> _Exercise brief_
Update the listing below so that "grass field" reads "soccer field" everywhere it appears, with all other text left unchanged.
***** Listed entries *****
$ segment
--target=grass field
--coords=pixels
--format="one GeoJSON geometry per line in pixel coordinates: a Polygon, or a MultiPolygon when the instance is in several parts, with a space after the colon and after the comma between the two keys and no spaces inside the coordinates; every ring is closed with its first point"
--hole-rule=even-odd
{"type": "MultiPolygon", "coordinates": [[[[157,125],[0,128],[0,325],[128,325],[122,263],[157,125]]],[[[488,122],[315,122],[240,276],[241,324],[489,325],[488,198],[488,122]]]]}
*****
> _Solution for this task_
$ segment
--target=soccer field
--coords=pixels
--format="one GeoJSON geometry per line in pixel coordinates: a Polygon, or a MultiPolygon when the instance is in several parts, with a space after the colon and after the comma between the two keys and no spaces inside the coordinates; every ring is closed with its first point"
--hole-rule=even-odd
{"type": "MultiPolygon", "coordinates": [[[[157,125],[0,128],[0,325],[128,325],[122,263],[157,125]]],[[[488,122],[315,122],[240,276],[241,324],[489,325],[488,198],[488,122]]]]}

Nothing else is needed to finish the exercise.